begin SELECTED TEXT

I joined Scale AI late last summer. It’s been a crazy experience — Scale is growing incredibly fast right now, hitting a valuation of over $7 billion last year and recently signing a $250 million contract with the DoD. Personally, I’ve made over 100 PRs and conducted about 40 interviews already! It’s also by far the largest company I’ve worked for. Here are some lessons I’ve learned:
Working in a New Codebase
- It’s often faster to check directly if something works than to prove it in your head
- Finding the answer is less important than learning how to solve that category of problem
- Global searches for strings/regular expressions are often the best way to gain context
- You can configure your IDE to ignore log/build/dependency directories
- Turn on Git Blame so you can track down the PR that was responsible for a given line of code
- You will need some of the (slightly) fancier features of Git, eg workflows based on git rebase and stacking branches
- Strongly typed code is nice. Pay it forward
- Your product probably has very informative logs/instrumentation if you know where to look
- Some things you’re allowed to do when debugging:
- Checkout an older version of the codebase
- Checkout the latest version of the codebase
- Comment out sections of code that are distracting or throwing errors
- Use the debugger
- Use specialized debuggers (eg React dev tools, Node.js debugger)
- Refresh the page as many times as you like
- Run as a different user/group/role
- Print out the inputs to your function
- Inspect network traffic
- Sometimes you just need to read the whole schema/file/README to figure out how a system works
- You are being paid, in part, for your capacity to be frustrated and stressed for hours at a time
- Ask lots of questions, preferably in public forums. Start learning strategies to resolve specific categories of questions on your own: eg, documentation X, slack channel Y, schema Z.
Working in a Big Organization
(Size is relative; for me, 500 people is pretty darn big)
- Follow up, over and over again
- You’ll forget to follow up, so make a system that includes reminders
- Find ways to be engaged outside of your team, eg engineering help channels or volunteer programs
- There are performance reviews now. Make sure that you get actionable feedback well before the review cycle starts
- Learn what’s important to to your manager and department, and figure out how your role aligns with those goals
- Take notes during the week about questions/concerns/problems you can share in a 1:1 with your manager
- If working remote: turn on the camera during Zoom calls (I don’t always do this but #goals :-))
- Actively manage your calendar. Make sure you accept important events so other events don’t get scheduled on top. Decline events if you can
- If you have a personal or interpersonal problem that affects work, there should be at least one person (your manager, HR business partner, etc) that you can bring it to
- If no one is talking in a meeting, speak up. If lots of people are talking, be quiet. Don’t push meetings in tangents (that one is mostly for me :-))
- When you build something new, make a short video to demo what you built and share it in your team channel and, if appropriate, with end users
- Look for opportunities to present your work to larger groups of people within the org. Speaking/presenting is fun and a good skill to develop
- Be very deliberate about replacing existing tools/workflows. Announce what you’re changing before you change it, let people opt in before you force them to opt out, and wait a long time to completely remove the old way.

end SELECTED TEXT

_TASKS AND EXERCISES_.
**A)** According to the post about lessons learned at Scale AI, what valuation did Scale hit last year?
**B)** Copy out the stretch of the records from the line that contains "the soldier's boot" through the line that contains "1121, 387, 1185, 599", word for word.
The records below have no connection to the post.

begin RECORDS FOR THE TASK

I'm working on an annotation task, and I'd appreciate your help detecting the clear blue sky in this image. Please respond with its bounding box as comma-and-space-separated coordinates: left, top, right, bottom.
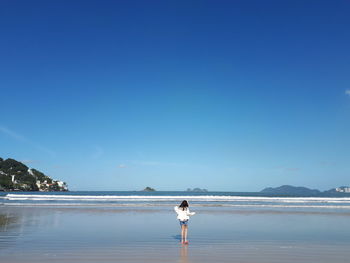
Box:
0, 0, 350, 191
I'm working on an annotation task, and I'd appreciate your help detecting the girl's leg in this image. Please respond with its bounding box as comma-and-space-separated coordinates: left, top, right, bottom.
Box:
181, 225, 186, 243
184, 225, 188, 242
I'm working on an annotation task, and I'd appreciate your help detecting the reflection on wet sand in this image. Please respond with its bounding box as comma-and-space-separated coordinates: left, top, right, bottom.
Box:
0, 212, 18, 231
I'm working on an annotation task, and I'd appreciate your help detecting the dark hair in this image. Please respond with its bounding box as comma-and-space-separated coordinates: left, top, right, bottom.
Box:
179, 200, 188, 211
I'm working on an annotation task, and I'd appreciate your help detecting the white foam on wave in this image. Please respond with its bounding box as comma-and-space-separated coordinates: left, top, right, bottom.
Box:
2, 202, 350, 210
4, 194, 350, 203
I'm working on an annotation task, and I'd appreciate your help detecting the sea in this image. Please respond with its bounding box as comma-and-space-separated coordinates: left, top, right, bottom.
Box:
0, 191, 350, 210
0, 191, 350, 263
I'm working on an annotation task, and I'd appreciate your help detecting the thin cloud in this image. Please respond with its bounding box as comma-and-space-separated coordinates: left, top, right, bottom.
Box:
0, 126, 56, 157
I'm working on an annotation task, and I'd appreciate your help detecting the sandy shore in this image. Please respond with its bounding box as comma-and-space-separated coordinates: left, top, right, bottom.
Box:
0, 207, 350, 263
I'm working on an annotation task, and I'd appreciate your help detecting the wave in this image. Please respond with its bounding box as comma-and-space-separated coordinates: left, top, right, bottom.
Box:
3, 194, 350, 204
1, 202, 350, 210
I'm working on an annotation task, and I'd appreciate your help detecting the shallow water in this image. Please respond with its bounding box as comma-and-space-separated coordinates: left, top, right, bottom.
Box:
0, 206, 350, 263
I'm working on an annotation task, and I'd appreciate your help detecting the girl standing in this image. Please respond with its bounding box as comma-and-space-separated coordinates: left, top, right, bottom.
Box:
174, 200, 195, 245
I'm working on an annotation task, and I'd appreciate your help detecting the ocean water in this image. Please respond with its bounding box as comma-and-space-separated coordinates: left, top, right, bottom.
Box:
0, 191, 350, 211
0, 192, 350, 263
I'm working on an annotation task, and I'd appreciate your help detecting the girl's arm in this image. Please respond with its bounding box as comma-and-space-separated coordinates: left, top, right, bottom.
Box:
187, 210, 196, 216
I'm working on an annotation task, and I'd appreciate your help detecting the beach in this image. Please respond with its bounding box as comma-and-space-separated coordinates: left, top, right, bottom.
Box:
0, 198, 350, 263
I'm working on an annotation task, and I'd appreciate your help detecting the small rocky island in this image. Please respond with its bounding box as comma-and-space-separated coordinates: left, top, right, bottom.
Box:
0, 158, 68, 192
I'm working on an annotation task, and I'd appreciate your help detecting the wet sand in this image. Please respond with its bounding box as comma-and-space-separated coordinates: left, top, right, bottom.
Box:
0, 206, 350, 263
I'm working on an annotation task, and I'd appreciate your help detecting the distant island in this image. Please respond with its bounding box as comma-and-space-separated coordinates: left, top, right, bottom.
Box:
142, 186, 156, 192
260, 185, 350, 196
0, 158, 68, 192
186, 188, 208, 192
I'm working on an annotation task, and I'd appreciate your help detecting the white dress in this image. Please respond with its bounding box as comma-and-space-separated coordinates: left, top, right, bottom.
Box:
174, 206, 196, 221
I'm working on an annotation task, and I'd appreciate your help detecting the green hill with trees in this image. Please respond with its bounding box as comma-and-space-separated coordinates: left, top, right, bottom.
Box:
0, 158, 68, 191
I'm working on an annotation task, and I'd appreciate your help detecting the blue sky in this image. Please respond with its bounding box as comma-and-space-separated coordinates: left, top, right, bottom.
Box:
0, 0, 350, 191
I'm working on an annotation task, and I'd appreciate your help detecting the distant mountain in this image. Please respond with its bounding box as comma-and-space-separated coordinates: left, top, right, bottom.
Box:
142, 186, 156, 192
187, 188, 208, 193
324, 186, 350, 194
0, 158, 68, 191
260, 185, 321, 196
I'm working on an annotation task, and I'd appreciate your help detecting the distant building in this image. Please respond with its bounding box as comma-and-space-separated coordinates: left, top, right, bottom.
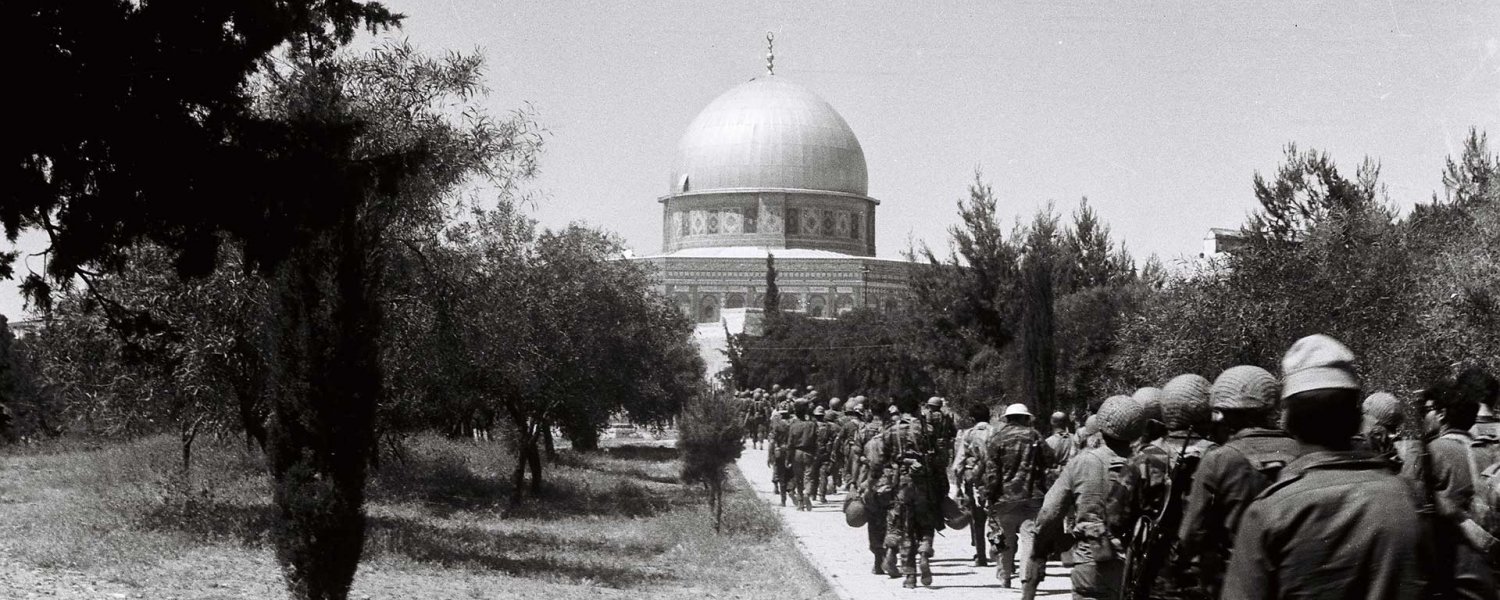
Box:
1202, 227, 1245, 258
6, 318, 45, 339
638, 49, 911, 324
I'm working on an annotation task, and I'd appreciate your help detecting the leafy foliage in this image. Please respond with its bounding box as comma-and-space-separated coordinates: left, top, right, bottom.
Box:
677, 392, 744, 533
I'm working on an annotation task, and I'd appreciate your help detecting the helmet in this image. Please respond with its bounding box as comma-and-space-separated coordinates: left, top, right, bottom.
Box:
1131, 387, 1161, 423
1161, 374, 1211, 431
1209, 365, 1280, 411
1094, 396, 1146, 440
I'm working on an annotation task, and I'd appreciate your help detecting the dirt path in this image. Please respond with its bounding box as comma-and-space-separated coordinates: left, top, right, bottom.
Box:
738, 449, 1070, 600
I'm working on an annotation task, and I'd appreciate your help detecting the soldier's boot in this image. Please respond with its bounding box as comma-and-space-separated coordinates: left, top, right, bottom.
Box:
969, 516, 990, 567
1022, 558, 1047, 600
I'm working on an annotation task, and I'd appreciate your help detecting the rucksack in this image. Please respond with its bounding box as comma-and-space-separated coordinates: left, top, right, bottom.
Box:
1245, 450, 1296, 486
992, 434, 1047, 498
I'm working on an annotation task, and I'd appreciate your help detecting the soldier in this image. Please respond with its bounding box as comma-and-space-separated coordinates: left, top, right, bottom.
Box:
1458, 366, 1500, 473
750, 387, 771, 450
921, 396, 959, 486
839, 396, 864, 492
1047, 411, 1073, 470
1355, 392, 1404, 464
981, 404, 1053, 588
876, 398, 947, 588
1127, 387, 1172, 525
1031, 396, 1143, 600
1401, 378, 1488, 519
807, 407, 839, 510
953, 404, 990, 567
788, 401, 818, 510
1176, 365, 1299, 599
860, 402, 900, 579
1223, 335, 1496, 600
821, 398, 845, 495
767, 408, 797, 506
1121, 387, 1185, 599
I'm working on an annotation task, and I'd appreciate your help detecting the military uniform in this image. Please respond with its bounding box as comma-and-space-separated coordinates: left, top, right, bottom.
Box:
876, 414, 944, 587
839, 413, 864, 491
1176, 428, 1301, 597
807, 413, 839, 503
1047, 432, 1076, 473
981, 423, 1055, 587
1401, 428, 1479, 515
767, 413, 792, 506
860, 422, 900, 578
953, 423, 993, 567
1223, 452, 1437, 600
788, 419, 818, 510
1037, 444, 1134, 600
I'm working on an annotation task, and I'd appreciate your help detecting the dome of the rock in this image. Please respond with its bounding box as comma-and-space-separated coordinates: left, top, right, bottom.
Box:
669, 75, 869, 197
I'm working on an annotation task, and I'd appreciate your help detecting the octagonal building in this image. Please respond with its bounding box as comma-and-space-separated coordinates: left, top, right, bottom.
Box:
642, 69, 911, 323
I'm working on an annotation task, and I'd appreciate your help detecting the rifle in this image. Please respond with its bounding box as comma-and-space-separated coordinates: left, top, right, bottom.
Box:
1122, 437, 1199, 600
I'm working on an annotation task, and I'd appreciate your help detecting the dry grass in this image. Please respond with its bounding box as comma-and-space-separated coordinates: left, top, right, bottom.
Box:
0, 437, 828, 599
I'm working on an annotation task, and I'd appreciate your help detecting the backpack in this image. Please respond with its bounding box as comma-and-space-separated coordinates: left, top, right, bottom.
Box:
1245, 450, 1296, 486
1005, 435, 1047, 498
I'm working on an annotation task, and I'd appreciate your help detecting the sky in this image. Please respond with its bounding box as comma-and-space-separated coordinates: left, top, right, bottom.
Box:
0, 0, 1500, 315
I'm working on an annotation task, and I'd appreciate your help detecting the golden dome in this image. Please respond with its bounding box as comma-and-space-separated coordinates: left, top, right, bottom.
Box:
671, 75, 869, 197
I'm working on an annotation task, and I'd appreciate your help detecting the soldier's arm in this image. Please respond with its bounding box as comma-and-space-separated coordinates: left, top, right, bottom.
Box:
980, 432, 1005, 501
1037, 464, 1077, 531
1220, 504, 1277, 600
1178, 452, 1235, 557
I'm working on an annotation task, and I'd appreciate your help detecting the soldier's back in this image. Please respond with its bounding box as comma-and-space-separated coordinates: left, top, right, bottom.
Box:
1223, 452, 1436, 600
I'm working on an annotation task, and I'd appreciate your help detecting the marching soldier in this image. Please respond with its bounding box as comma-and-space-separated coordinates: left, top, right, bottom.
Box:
1031, 396, 1143, 600
1124, 387, 1187, 599
860, 402, 902, 579
1355, 392, 1404, 464
876, 399, 947, 588
788, 401, 818, 510
767, 408, 797, 506
983, 404, 1053, 588
953, 404, 990, 567
807, 407, 839, 510
839, 396, 864, 491
1223, 335, 1496, 600
1176, 366, 1298, 597
1047, 411, 1074, 470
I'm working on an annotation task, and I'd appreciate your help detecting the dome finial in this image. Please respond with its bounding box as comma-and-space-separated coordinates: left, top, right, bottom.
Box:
765, 32, 776, 75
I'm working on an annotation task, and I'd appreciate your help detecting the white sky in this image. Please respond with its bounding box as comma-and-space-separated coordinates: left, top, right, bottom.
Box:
0, 0, 1500, 321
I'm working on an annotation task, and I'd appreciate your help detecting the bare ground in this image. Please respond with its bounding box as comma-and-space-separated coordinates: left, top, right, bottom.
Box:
0, 437, 831, 599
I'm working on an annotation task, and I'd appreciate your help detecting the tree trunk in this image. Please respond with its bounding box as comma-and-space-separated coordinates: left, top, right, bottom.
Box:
182, 417, 203, 482
527, 443, 542, 497
510, 425, 537, 506
264, 211, 383, 600
708, 477, 725, 534
542, 423, 558, 461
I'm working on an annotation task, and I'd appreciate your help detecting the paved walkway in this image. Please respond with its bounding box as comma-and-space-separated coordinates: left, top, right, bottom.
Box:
740, 449, 1068, 600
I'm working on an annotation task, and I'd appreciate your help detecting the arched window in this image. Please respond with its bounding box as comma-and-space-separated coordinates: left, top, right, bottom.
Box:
780, 291, 803, 312
698, 294, 719, 323
837, 294, 854, 315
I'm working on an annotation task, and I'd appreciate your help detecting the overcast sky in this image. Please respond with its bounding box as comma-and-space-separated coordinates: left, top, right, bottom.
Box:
0, 0, 1500, 315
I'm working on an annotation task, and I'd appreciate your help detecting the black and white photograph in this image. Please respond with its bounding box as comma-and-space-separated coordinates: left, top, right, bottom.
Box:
0, 0, 1500, 600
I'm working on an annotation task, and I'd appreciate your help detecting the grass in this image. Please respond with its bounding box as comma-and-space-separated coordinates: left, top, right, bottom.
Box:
0, 437, 831, 599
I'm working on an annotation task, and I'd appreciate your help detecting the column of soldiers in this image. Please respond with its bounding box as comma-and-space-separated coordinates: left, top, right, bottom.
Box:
735, 335, 1500, 600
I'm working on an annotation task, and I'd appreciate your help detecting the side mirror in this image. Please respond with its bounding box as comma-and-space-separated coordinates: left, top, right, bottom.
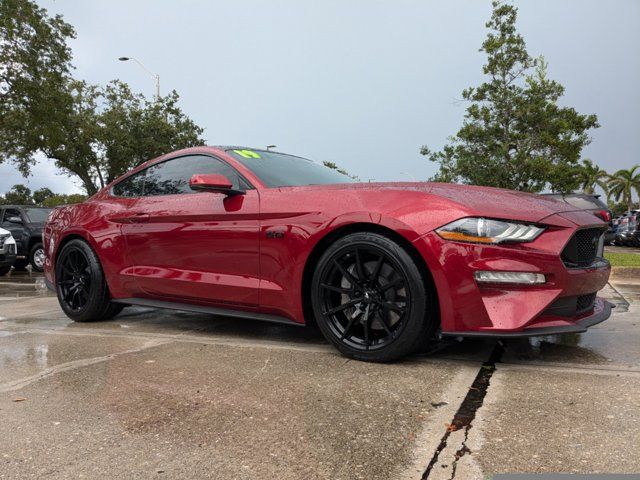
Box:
189, 173, 246, 195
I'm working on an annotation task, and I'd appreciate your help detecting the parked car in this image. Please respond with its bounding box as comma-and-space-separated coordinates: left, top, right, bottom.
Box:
0, 205, 51, 272
0, 228, 16, 277
44, 147, 611, 361
542, 193, 616, 245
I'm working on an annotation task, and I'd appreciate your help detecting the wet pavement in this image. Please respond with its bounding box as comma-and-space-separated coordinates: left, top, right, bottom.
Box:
0, 272, 640, 479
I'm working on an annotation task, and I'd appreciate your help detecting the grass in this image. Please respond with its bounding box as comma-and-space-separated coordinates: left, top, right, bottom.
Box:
604, 253, 640, 267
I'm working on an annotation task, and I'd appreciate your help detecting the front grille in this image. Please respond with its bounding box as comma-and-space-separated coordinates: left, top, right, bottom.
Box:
561, 228, 604, 268
542, 293, 596, 317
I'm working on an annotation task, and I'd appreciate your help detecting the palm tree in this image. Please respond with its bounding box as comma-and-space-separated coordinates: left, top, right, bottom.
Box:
608, 165, 640, 210
578, 158, 609, 196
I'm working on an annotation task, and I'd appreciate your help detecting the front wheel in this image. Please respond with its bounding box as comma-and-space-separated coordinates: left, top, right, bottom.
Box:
55, 239, 123, 322
311, 232, 437, 362
29, 243, 45, 272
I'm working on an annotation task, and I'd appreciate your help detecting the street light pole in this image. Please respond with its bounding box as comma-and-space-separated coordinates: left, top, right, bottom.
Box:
118, 57, 160, 101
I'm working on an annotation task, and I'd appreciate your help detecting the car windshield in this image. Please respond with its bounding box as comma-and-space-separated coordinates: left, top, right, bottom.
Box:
24, 208, 51, 223
227, 149, 354, 187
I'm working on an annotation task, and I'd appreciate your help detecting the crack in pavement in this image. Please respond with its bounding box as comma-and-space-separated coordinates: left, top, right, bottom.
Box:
0, 340, 172, 393
422, 343, 504, 480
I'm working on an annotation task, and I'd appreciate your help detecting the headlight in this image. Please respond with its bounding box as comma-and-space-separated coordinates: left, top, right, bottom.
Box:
436, 218, 544, 243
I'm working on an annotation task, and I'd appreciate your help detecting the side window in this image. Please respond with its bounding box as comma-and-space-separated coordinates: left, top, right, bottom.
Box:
113, 170, 146, 197
2, 208, 24, 222
144, 155, 245, 196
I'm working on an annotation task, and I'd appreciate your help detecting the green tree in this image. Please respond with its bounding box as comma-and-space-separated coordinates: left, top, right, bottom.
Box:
43, 81, 203, 195
608, 165, 640, 210
578, 158, 609, 194
0, 0, 75, 175
421, 1, 599, 192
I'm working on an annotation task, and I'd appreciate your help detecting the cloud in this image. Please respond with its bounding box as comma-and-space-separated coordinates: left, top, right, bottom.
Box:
0, 157, 84, 194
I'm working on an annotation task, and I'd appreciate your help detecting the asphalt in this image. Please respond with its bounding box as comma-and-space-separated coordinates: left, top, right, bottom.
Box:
0, 272, 640, 479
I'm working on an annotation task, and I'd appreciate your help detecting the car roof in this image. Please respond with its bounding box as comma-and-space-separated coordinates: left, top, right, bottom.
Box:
0, 205, 51, 210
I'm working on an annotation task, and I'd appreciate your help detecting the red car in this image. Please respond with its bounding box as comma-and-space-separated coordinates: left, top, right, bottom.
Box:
44, 147, 611, 361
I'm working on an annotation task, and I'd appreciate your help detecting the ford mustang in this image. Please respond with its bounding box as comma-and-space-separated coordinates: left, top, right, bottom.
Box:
44, 147, 612, 361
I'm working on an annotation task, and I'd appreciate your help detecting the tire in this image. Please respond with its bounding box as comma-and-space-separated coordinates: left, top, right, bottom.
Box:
311, 232, 438, 362
29, 242, 45, 272
55, 239, 124, 322
13, 258, 29, 272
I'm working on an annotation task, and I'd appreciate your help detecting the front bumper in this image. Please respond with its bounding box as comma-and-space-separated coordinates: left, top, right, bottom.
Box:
414, 214, 611, 337
442, 298, 615, 338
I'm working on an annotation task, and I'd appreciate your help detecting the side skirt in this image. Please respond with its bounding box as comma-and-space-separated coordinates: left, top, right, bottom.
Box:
111, 298, 304, 327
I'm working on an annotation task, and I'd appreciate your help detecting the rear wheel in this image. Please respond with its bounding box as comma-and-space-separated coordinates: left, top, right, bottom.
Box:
56, 239, 124, 322
311, 232, 437, 362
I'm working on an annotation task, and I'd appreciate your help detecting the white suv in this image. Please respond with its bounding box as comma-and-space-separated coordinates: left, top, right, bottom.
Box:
0, 228, 16, 276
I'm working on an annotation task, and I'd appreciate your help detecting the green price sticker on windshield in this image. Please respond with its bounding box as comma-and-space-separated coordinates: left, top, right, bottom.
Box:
234, 150, 260, 158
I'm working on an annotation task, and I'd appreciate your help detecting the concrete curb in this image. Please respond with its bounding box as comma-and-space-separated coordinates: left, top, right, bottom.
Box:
609, 267, 640, 280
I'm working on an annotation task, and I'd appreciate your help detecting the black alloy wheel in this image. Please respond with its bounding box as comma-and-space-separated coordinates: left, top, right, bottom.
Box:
58, 248, 91, 311
312, 233, 435, 361
55, 239, 124, 322
29, 243, 46, 272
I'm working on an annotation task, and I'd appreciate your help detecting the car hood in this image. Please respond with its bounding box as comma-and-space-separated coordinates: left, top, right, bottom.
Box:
284, 182, 592, 222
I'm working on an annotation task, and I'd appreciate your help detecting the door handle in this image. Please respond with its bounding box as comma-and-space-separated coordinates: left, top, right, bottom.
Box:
128, 213, 149, 223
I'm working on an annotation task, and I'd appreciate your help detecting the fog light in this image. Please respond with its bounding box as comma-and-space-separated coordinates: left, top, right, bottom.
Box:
474, 270, 547, 285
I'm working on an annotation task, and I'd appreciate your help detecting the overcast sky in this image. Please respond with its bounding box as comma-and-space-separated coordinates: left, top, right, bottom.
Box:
0, 0, 640, 192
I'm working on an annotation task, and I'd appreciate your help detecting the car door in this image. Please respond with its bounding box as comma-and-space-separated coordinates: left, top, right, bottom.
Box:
114, 155, 260, 307
0, 208, 29, 257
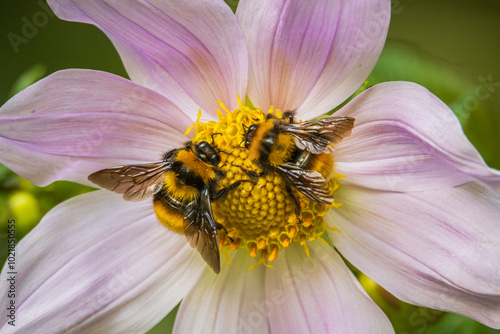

end RECORDS FOR THE TASK

_TASK ANSWERS_.
**A)** Over $7 billion.

**B)**
I'm working on an annotation task, and I'd appreciate your help detecting the soldier's boot in this image. Please respond with its bounding box as comma-and-space-separated coordinates: left, top, right, bottom.
Box:
969, 516, 990, 567
1022, 558, 1047, 600
I'm working on an annotation task, and I'd appreciate your help detecting the rucksack in this image. Please respond with its bounding box as comma-and-space-separated coordinates: left, top, right, bottom.
Box:
1245, 450, 1296, 486
992, 434, 1047, 498
I'm working on an annotation task, and I'd appreciate your help detecting the soldier in this image. Please respond with its bounding box as comma-and-space-separated coordinates: left, top, right, bottom.
Box:
1458, 366, 1500, 473
750, 387, 771, 450
921, 396, 959, 486
839, 396, 864, 492
1047, 411, 1073, 470
1355, 392, 1404, 464
981, 404, 1053, 588
876, 398, 947, 588
1127, 387, 1172, 525
1031, 396, 1143, 600
1401, 378, 1488, 519
807, 407, 839, 510
953, 404, 990, 567
788, 401, 818, 510
1176, 365, 1299, 599
860, 402, 900, 579
1223, 335, 1496, 600
821, 398, 845, 495
767, 408, 797, 506
1121, 387, 1185, 599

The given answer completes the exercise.